> [The request] Count the lines in the records that contain the string "stone" and give only that number.

--- START The input ---

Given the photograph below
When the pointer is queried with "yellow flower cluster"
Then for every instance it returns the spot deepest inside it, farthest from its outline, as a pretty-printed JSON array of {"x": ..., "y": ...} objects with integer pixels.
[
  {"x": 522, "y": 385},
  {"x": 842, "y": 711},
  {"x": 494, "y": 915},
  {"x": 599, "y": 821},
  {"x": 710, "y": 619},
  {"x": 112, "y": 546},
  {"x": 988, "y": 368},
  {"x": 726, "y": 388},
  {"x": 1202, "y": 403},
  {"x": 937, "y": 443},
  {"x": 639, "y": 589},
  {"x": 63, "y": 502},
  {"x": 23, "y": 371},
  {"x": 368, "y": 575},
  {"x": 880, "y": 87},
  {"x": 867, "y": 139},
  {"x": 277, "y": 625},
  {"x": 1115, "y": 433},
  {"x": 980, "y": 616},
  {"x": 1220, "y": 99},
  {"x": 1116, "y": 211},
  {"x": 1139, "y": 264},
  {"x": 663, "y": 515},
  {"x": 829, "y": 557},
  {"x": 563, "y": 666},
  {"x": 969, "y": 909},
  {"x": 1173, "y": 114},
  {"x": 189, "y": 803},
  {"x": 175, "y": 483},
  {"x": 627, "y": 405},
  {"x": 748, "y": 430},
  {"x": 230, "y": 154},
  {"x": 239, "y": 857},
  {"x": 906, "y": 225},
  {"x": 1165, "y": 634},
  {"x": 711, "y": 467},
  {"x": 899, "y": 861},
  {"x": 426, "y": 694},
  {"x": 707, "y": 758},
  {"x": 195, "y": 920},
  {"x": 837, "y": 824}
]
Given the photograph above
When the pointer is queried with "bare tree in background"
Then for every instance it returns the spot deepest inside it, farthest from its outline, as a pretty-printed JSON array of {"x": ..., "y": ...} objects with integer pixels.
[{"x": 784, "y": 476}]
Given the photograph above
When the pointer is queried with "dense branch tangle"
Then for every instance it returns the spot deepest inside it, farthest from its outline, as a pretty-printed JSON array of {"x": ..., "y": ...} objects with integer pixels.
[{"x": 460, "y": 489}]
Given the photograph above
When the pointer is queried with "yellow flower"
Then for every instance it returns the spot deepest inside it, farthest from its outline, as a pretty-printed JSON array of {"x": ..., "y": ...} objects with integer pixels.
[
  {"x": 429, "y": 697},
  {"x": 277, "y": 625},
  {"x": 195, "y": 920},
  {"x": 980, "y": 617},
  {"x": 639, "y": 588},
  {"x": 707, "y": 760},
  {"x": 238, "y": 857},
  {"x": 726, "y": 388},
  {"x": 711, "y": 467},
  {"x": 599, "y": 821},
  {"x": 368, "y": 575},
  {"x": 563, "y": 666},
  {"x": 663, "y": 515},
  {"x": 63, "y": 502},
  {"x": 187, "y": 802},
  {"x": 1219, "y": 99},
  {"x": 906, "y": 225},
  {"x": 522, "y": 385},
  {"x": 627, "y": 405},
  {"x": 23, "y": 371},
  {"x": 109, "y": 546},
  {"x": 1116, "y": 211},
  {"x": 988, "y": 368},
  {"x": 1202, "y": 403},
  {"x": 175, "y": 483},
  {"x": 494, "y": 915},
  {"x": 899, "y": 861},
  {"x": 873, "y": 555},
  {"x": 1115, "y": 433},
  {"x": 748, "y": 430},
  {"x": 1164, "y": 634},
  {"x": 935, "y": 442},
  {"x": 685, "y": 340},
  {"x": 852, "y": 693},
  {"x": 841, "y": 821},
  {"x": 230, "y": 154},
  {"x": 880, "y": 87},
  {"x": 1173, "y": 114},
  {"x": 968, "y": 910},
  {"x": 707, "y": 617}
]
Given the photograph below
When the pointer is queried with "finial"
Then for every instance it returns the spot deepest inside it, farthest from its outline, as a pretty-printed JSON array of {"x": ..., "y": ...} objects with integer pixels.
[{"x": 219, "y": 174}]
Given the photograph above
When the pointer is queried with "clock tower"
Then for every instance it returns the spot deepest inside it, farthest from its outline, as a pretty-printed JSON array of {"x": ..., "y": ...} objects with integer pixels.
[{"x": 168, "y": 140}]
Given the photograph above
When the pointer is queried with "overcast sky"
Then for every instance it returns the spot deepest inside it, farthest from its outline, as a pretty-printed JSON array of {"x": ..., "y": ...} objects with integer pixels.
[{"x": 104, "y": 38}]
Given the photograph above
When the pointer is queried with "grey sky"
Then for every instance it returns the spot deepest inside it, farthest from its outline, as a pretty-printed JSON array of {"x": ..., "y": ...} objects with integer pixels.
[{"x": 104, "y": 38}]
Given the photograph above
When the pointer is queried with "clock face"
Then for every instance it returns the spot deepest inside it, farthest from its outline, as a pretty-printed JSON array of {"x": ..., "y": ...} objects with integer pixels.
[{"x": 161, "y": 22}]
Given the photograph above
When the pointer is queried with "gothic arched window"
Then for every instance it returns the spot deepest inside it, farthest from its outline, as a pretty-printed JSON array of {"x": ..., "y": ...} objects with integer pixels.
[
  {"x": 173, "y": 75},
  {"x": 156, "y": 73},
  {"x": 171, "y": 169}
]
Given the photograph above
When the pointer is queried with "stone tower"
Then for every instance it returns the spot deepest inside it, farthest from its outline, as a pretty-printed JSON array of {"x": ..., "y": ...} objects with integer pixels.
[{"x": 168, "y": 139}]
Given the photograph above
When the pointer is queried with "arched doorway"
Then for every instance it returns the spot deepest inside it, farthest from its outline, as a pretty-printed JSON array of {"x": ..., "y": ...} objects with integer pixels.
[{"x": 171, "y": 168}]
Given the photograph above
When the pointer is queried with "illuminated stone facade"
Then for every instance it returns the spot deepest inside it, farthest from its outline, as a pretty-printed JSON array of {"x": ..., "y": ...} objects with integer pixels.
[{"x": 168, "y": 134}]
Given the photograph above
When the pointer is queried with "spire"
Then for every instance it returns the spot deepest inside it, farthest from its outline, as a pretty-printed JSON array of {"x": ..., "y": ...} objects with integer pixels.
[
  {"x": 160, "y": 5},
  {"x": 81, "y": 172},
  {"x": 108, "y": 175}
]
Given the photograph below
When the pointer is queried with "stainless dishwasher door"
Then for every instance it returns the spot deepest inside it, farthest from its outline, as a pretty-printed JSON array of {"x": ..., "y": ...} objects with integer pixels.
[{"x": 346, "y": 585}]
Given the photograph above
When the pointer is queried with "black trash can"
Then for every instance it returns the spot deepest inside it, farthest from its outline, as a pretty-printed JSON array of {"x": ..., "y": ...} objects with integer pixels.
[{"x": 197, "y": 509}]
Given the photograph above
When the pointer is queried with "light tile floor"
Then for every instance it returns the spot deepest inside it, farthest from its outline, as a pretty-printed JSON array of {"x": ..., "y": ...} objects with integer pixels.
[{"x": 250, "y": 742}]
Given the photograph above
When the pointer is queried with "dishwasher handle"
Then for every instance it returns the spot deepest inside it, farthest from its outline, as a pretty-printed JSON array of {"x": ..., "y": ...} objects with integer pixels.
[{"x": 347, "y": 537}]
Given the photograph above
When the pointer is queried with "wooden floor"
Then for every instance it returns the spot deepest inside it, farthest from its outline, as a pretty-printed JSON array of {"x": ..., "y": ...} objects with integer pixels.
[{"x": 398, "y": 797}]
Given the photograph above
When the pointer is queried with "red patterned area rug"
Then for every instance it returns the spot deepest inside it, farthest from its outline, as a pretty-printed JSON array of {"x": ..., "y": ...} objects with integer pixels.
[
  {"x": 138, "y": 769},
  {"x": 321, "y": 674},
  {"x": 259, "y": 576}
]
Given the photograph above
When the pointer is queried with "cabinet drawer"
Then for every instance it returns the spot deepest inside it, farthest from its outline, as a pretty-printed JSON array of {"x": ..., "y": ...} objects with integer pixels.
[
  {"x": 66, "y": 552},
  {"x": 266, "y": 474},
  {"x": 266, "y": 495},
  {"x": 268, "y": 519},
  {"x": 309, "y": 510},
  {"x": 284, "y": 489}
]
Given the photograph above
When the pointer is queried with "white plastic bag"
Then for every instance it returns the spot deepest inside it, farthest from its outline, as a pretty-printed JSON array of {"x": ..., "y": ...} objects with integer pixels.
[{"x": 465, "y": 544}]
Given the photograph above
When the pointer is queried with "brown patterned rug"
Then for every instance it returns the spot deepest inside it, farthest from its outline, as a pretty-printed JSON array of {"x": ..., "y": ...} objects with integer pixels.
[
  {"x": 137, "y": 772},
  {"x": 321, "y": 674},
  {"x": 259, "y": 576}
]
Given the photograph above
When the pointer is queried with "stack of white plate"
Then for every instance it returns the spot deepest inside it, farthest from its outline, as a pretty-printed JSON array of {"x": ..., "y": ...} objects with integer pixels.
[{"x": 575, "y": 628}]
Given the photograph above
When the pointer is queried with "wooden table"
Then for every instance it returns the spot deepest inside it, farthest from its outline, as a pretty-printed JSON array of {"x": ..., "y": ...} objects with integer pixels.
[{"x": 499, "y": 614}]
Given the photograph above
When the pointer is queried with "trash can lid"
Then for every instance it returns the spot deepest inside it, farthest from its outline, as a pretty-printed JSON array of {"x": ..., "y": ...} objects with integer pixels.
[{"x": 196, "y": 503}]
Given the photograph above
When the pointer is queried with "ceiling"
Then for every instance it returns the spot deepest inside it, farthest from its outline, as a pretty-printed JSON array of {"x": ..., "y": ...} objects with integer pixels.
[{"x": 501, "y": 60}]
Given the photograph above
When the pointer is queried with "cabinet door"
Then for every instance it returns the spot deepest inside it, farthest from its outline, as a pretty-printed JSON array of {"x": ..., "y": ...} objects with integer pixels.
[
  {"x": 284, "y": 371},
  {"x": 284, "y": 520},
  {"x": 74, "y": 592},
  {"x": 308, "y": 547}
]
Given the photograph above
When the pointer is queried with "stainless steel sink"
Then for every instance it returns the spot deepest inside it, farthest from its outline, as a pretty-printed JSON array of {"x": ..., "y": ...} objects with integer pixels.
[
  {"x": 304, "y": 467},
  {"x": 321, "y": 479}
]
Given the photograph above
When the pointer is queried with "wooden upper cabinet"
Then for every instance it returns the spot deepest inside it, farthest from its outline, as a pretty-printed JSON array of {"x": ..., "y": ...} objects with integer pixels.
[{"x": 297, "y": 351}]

--- END The input ---

> [In response] 2